* Document section
==========
What AUS-10 Actually Delivers at 59-60 HRC
AUS-10 is Japanese stainless from Aichi Steel—1.05% carbon, 0.50% manganese, with a vanadium addition around 0.10-0.25% that refines grain structure during heat treatment. At a target hardness of 59-60 HRC, you get edge retention that beats 440C by roughly 18-22% in CATRA testing while staying tougher than VG-10 at equivalent hardness. That means fewer micro-chips on a chef knife that clips a bone or a pocket knife twisted in hardwood. Our QC pull-test logs tell the story: 440C edges started rolling at 12 cuts on a rope-shear rig. AUS-10 at 59 HRC held clean to 15. Two cuts doesn't sound like much until you're staring at a return-rate spike on a 20,000-unit order.
==========
* Tasks to perform
1. Rewrite the AUS-10 passage, beginning at the words "What AUS-10 Actually" and stopping after "a 20,000-unit order.", with "chef knife" replaced by "kitchen knife".
2. According to the AUS-10 passage, how many cuts did AUS-10 at 59 HRC hold clean on the rope-shear rig?
==========
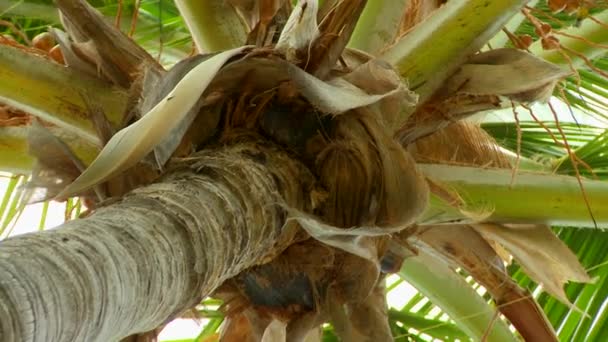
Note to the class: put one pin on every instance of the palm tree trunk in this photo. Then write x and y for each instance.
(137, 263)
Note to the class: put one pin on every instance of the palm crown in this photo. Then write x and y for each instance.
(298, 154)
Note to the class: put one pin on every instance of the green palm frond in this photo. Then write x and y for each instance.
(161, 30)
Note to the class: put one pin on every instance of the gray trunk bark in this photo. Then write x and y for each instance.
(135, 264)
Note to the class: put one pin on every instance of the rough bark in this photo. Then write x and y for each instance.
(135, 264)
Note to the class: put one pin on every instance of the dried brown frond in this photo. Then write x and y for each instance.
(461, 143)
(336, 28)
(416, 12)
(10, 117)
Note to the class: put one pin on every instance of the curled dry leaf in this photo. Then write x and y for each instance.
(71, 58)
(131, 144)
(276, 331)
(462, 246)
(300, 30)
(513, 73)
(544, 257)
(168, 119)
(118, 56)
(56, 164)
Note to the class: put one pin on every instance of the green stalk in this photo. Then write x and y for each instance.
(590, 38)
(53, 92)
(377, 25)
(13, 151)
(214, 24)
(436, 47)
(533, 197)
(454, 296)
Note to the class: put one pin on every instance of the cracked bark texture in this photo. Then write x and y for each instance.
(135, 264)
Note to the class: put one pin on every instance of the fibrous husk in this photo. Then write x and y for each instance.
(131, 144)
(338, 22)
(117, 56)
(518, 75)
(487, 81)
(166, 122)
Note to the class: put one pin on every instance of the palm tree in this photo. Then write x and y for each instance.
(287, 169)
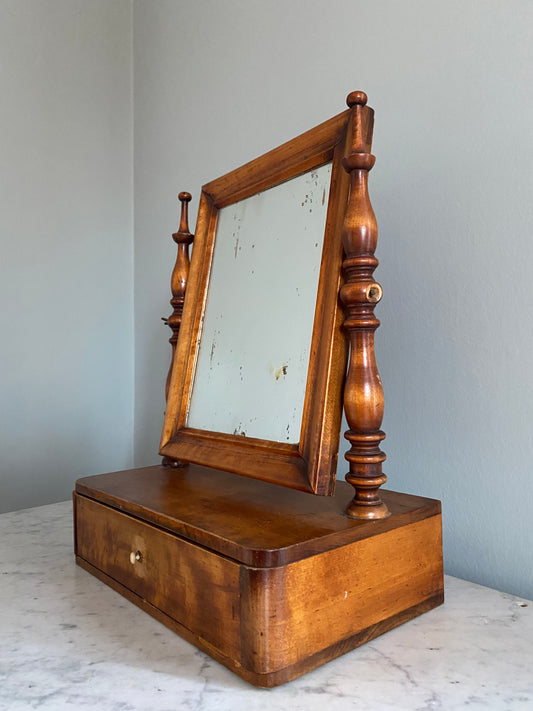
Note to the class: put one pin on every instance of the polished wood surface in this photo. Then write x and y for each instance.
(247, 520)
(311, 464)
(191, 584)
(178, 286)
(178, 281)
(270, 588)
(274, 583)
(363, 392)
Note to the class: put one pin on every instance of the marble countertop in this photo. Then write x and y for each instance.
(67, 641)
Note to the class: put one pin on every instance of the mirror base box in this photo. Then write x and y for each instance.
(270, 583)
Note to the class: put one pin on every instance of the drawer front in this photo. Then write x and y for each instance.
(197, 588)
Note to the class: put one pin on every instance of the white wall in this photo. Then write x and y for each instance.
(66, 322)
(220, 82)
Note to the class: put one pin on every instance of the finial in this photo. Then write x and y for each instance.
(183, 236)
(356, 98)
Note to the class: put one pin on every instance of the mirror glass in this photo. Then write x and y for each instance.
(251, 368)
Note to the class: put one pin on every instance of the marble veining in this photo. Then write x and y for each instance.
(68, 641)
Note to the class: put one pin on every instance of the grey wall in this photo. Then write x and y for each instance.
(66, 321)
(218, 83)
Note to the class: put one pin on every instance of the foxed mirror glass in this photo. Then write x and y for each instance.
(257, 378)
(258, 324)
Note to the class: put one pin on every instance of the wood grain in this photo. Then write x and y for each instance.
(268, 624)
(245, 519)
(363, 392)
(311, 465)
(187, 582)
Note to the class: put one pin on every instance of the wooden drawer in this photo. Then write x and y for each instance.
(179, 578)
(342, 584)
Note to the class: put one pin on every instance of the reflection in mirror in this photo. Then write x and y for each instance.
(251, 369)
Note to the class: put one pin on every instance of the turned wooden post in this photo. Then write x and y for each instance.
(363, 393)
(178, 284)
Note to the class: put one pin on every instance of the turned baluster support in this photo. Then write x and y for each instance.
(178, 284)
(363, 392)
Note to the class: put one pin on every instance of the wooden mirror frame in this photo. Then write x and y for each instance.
==========
* Solutions to the exercise
1.
What AUS-10 Actually Delivers at 59-60 HRC
AUS-10 is Japanese stainless from Aichi Steel—1.05% carbon, 0.50% manganese, with a vanadium addition around 0.10-0.25% that refines grain structure during heat treatment. At a target hardness of 59-60 HRC, you get edge retention that beats 440C by roughly 18-22% in CATRA testing while staying tougher than VG-10 at equivalent hardness. That means fewer micro-chips on a kitchen knife that clips a bone or a pocket knife twisted in hardwood. Our QC pull-test logs tell the story: 440C edges started rolling at 12 cuts on a rope-shear rig. AUS-10 at 59 HRC held clean to 15. Two cuts doesn't sound like much until you're staring at a return-rate spike on a 20,000-unit order.

2. 15 cuts.